TEXTO>

Você nunca nasceu
Quando você olha para a folha de papel que está
lendo, pode
pensar que ela não existia antes de ser feita no moinho de papel. Mas há
uma
nuvem flutuando nesta folha de papel. Se não houvesse nuvem, não haveria
chuva
e, portanto, nenhuma árvore poderia crescer para nos dar esse pedaço de
papel.
Mesmo se você não é um poeta, pode ver a nuvem flutuando neste pedaço de
papel
e se você remover a nuvem, o papel entra em colapso. Olhando
profundamente nela, tocando-a profundamente, você pode ver também a
nuvem.
Poderíamos perguntar se este papel existiu antes de nascer?

REGISTROS FORNECIDOS>
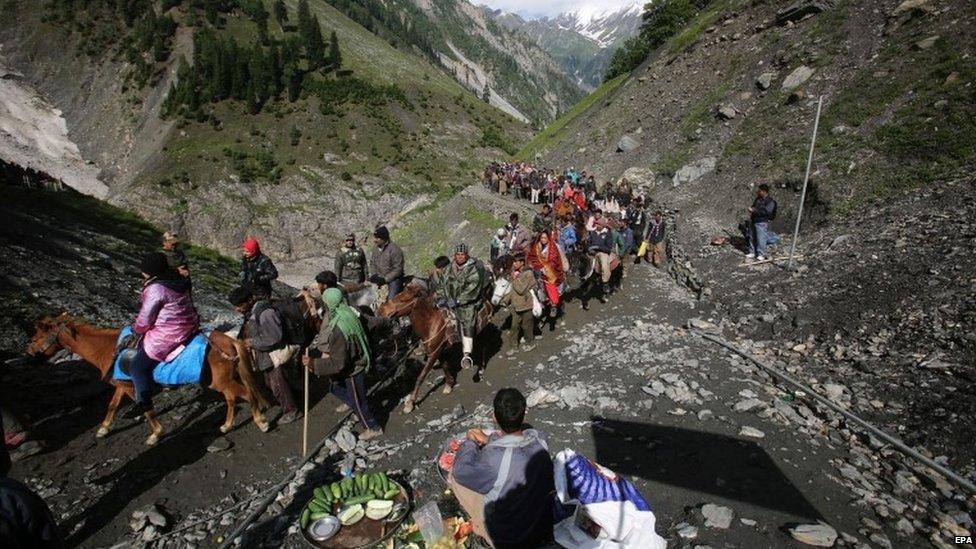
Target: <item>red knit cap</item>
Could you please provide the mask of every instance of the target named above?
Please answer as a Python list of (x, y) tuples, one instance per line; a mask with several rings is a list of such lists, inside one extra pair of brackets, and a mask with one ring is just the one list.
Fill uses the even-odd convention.
[(244, 239), (244, 253), (247, 255), (257, 255), (261, 251), (261, 246), (253, 236)]

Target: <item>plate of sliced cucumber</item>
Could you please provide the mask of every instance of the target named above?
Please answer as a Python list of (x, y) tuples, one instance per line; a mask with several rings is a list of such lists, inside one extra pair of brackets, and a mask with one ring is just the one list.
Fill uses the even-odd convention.
[(385, 472), (366, 471), (316, 486), (298, 524), (312, 547), (365, 548), (396, 533), (409, 511), (410, 496), (402, 484)]

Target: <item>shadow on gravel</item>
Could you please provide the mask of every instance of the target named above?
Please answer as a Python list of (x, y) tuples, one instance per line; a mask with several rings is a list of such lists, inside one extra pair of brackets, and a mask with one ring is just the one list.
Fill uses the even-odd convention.
[[(628, 476), (813, 521), (823, 516), (752, 441), (592, 417), (596, 461)], [(651, 501), (653, 494), (646, 494)]]
[(78, 528), (77, 532), (68, 536), (68, 546), (80, 545), (168, 474), (205, 456), (207, 447), (221, 436), (213, 426), (223, 420), (224, 411), (222, 406), (211, 408), (210, 413), (206, 413), (208, 409), (205, 406), (197, 407), (183, 420), (182, 424), (187, 427), (165, 436), (152, 448), (143, 450), (141, 445), (134, 446), (129, 449), (131, 455), (120, 456), (128, 461), (118, 470), (95, 481), (97, 484), (110, 484), (109, 491), (97, 501), (86, 504), (79, 515), (61, 525), (65, 532)]

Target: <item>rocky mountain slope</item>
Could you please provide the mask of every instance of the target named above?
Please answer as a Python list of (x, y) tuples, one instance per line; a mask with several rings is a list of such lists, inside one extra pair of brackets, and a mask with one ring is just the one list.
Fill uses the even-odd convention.
[(544, 125), (582, 93), (544, 47), (497, 24), (466, 0), (410, 0), (411, 24), (462, 86), (525, 122)]
[(284, 20), (265, 21), (262, 38), (241, 9), (211, 14), (167, 2), (154, 20), (171, 21), (172, 35), (158, 51), (150, 44), (133, 55), (140, 23), (127, 27), (114, 12), (5, 2), (0, 44), (9, 70), (23, 75), (19, 85), (62, 113), (111, 202), (224, 252), (254, 234), (282, 260), (321, 256), (337, 235), (449, 196), (527, 135), (422, 53), (394, 47), (321, 0), (309, 11), (326, 41), (335, 33), (344, 76), (306, 80), (293, 101), (282, 92), (257, 112), (242, 99), (164, 116), (202, 30), (233, 38), (241, 51), (262, 40), (281, 51), (298, 35), (300, 4), (285, 2)]
[(610, 8), (592, 5), (539, 19), (488, 8), (486, 12), (502, 26), (535, 40), (577, 86), (592, 91), (603, 81), (614, 50), (637, 33), (643, 3)]
[[(521, 156), (625, 177), (673, 216), (681, 282), (735, 333), (852, 406), (972, 464), (976, 12), (964, 1), (716, 0)], [(782, 256), (823, 96), (799, 268), (743, 265), (756, 185)], [(711, 246), (728, 236), (733, 246)], [(951, 395), (951, 396), (947, 396)]]

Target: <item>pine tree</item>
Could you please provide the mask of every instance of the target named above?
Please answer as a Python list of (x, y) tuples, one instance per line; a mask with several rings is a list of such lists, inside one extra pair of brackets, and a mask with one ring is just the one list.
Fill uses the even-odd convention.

TAREFAS A FAZER>
(1) Segundo o texto sobre a nuvem na folha de papel, o que não haveria se não houvesse nuvem?
(2) Reproduza palavra por palavra as linhas dos registros, começando na linha que contém "Target: <item>rocky mountain slope</item>" e parando depois da linha que contém "86), (525, 122)]".

RESPOSTAS POR TAREFA>
(1) Não haveria chuva.

(2)
Target: <item>rocky mountain slope</item>
Could you please provide the mask of every instance of the target named above?
Please answer as a Python list of (x, y) tuples, one instance per line; a mask with several rings is a list of such lists, inside one extra pair of brackets, and a mask with one ring is just the one list.
Fill uses the even-odd convention.
[(544, 125), (582, 93), (544, 47), (497, 24), (466, 0), (410, 0), (411, 24), (462, 86), (525, 122)]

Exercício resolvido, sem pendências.